(Box-labeled dataset extracts)
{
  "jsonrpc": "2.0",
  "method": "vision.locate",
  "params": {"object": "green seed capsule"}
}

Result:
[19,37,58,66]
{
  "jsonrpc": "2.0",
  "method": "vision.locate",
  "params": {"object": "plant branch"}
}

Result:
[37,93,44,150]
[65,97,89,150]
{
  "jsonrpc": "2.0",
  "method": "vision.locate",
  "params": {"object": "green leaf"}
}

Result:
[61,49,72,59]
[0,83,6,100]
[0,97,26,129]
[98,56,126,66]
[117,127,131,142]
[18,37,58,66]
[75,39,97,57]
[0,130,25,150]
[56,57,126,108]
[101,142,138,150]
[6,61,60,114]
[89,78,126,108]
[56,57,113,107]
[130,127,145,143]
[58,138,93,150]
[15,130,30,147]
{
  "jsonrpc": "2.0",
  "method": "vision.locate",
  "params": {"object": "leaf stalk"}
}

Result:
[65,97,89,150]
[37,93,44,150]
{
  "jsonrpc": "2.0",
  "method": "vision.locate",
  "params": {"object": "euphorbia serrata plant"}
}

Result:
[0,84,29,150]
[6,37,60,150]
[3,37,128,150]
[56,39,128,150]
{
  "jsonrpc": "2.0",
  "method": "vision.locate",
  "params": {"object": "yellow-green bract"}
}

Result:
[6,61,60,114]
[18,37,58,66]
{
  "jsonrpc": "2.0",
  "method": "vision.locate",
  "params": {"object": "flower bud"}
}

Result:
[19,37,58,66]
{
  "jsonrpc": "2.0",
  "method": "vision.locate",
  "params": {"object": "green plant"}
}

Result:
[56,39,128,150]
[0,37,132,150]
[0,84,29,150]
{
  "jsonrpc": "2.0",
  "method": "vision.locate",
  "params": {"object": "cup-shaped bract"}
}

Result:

_The problem_. Output all of the records above line for line, changing nothing.

_Correct result_.
{
  "jsonrpc": "2.0",
  "method": "vision.locate",
  "params": {"object": "green seed capsule"}
}

Result:
[19,37,58,66]
{
  "jsonrpc": "2.0",
  "method": "vision.locate",
  "params": {"object": "plant branch"}
}

Result:
[37,93,44,150]
[65,97,89,150]
{
  "jsonrpc": "2.0",
  "method": "vision.locate",
  "params": {"object": "green leaf"}
}

Result:
[61,49,72,59]
[0,83,6,100]
[0,97,26,129]
[98,56,126,66]
[117,127,131,142]
[18,37,58,66]
[75,39,97,57]
[0,130,25,150]
[56,57,126,108]
[101,142,138,150]
[6,61,60,114]
[89,78,126,108]
[56,57,113,107]
[130,127,145,143]
[58,138,93,150]
[15,130,30,147]
{
  "jsonrpc": "2.0",
  "method": "vision.locate",
  "params": {"object": "leaf stalk"}
}

Result:
[65,97,89,150]
[37,93,44,150]
{
  "jsonrpc": "2.0",
  "method": "vision.locate",
  "params": {"object": "euphorbia serrata plant"}
}

Result:
[0,84,29,150]
[6,37,60,150]
[3,37,128,150]
[56,39,128,150]
{
  "jsonrpc": "2.0",
  "method": "vision.locate",
  "params": {"object": "yellow-green bract"}
}

Result:
[6,61,60,114]
[18,37,58,66]
{
  "jsonrpc": "2.0",
  "method": "vision.locate",
  "params": {"object": "flower bud"}
}

Result:
[19,37,58,66]
{
  "jsonrpc": "2.0",
  "method": "vision.locate",
  "params": {"object": "green plant"}
}

Result:
[56,39,128,150]
[0,37,132,150]
[0,84,29,150]
{
  "jsonrpc": "2.0",
  "method": "vision.locate",
  "params": {"object": "cup-shaped bract"}
}

Result:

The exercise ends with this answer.